EXERCISE BRIEF> Rewrite every line of the entries below as a JSON list of strings, one string per line, with blank lines dropped and the pictures left out.

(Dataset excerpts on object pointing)
________________________

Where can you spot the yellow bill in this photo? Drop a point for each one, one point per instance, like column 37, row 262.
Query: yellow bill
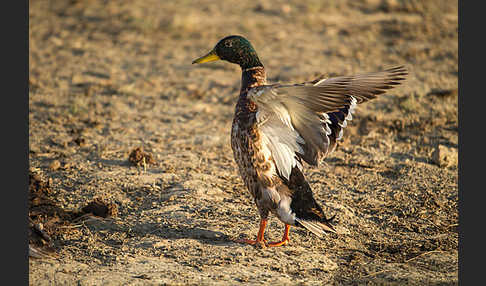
column 210, row 57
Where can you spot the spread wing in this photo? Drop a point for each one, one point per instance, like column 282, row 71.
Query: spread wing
column 303, row 121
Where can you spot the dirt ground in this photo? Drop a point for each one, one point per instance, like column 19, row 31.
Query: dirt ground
column 108, row 77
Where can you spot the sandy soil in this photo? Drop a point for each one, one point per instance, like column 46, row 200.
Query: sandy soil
column 107, row 77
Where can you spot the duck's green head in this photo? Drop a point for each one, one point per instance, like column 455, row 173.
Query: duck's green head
column 234, row 49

________________________

WRITTEN RESPONSE>
[
  "Where can you spot the yellow bill in this photo? Drop a point for each one, one point per instance, like column 37, row 262.",
  "Query: yellow bill",
  "column 210, row 57",
  "Where can you spot the spread wing in this photo? Drop a point for each one, one point per instance, like column 282, row 71.",
  "Query: spread wing",
  "column 303, row 121",
  "Where can you spot the dirt ground in this photo? Drop a point for each one, one point per instance, like column 19, row 31.",
  "Query: dirt ground",
  "column 108, row 77",
  "Where can you spot the sandy soil in this photo? Drop a point for each one, one point per instance, like column 46, row 200.",
  "Query: sandy soil",
  "column 107, row 77",
  "Where can you spot the duck's green head in this photo? Drop a point for each one, one point per instance, like column 455, row 173.",
  "Query: duck's green head",
  "column 234, row 49"
]